▸ Brano da leggere:
-------

È un massiccio ciclopico che al piano mostra una parete rugosa, glabra, che sembra senz’anima, senza fascino, senza bellezza. È solitario, con una propria ed inconfondibile individualità, che può sembrare solenne, sdegnoso o selvaggio a seconda dello stato d’animo e delle ore in cui si guarda. Ma se si supera la parete brulla e rugosa e si percorre questa terra che man mano si svela, come un miracolo appare la grande varietà d’aspetti che questo piccolo promontorio racchiude. Perché in soli 2000 Kmq. circa di superficie, in una storia gloriosa di millennii, presenta cento volti, le bellezze più ardite, i santuari più famosi, i laghi più azzurri, le foreste più ampie ed intricate, gli agrumeti più odorosi, le pinete più verdi e pittoresche, le spiagge più assolate, i monumenti più misteriosi, le caverne più profonde.
Terra non ancora valorizzata e conosciuta in tutta la sua bellezza, dolce ed orrida, dove la storia si fonde con la leggenda, la pura passione amorosa con la tragedia, il santo con il profano, ed i laghi costeggiano il mare e dai piani s’elevano improvvise le colline fra cui valli ombrose e burroni rocciosi s’insinuano per creare altri aspetti e nuove sensazioni.
La Montagna del sole
Terra consacrata dall’Arcangelo Michele che dell’orrido speco [caverna, grotta, n.d.r] di Monte S. Angelo ha fatto la sua celebre basilica, dove pare si sia di nuovo appalesata la grazia divina con l’apostolato, nel disadorno convento di S.Giovanni Rotondo, di P. Pio da Pietrelcina, l’umile francescano tormentato dalle stimmate sanguinanti ed in odore di santità.

-------

▸ Voci estratte:
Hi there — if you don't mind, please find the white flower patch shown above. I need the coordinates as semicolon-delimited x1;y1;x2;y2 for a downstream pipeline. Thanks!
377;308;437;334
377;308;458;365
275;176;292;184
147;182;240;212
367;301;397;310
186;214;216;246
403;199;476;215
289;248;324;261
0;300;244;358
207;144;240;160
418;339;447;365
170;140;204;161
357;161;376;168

-------

▸ Consegna A: Indica se ciascuna di queste affermazioni concorda con il brano sul promontorio, rispondendo sì o no e citando alla lettera le parole del brano che lo stabiliscono: (i) il promontorio ha una superficie di circa 2000 Kmq; (ii) la basilica dell'Arcangelo Michele si trova nel convento di S. Giovanni Rotondo; (iii) il promontorio è una terra già pienamente valorizzata e conosciuta.
▸ Consegna B: Ripeti parola per parola il brano sul promontorio, dalle parole "È un massiccio" giù fino alle parole "caverne più profonde.".

▸ Risultato dell'esercizio A:
(i) Sì: "in soli 2000 Kmq. circa di superficie".
(ii) No: "di Monte S. Angelo ha fatto la sua celebre basilica".
(iii) No: "Terra non ancora valorizzata e conosciuta in tutta la sua bellezza".

▸ Risultato dell'esercizio B:
È un massiccio ciclopico che al piano mostra una parete rugosa, glabra, che sembra senz’anima, senza fascino, senza bellezza. È solitario, con una propria ed inconfondibile individualità, che può sembrare solenne, sdegnoso o selvaggio a seconda dello stato d’animo e delle ore in cui si guarda. Ma se si supera la parete brulla e rugosa e si percorre questa terra che man mano si svela, come un miracolo appare la grande varietà d’aspetti che questo piccolo promontorio racchiude. Perché in soli 2000 Kmq. circa di superficie, in una storia gloriosa di millennii, presenta cento volti, le bellezze più ardite, i santuari più famosi, i laghi più azzurri, le foreste più ampie ed intricate, gli agrumeti più odorosi, le pinete più verdi e pittoresche, le spiagge più assolate, i monumenti più misteriosi, le caverne più profonde.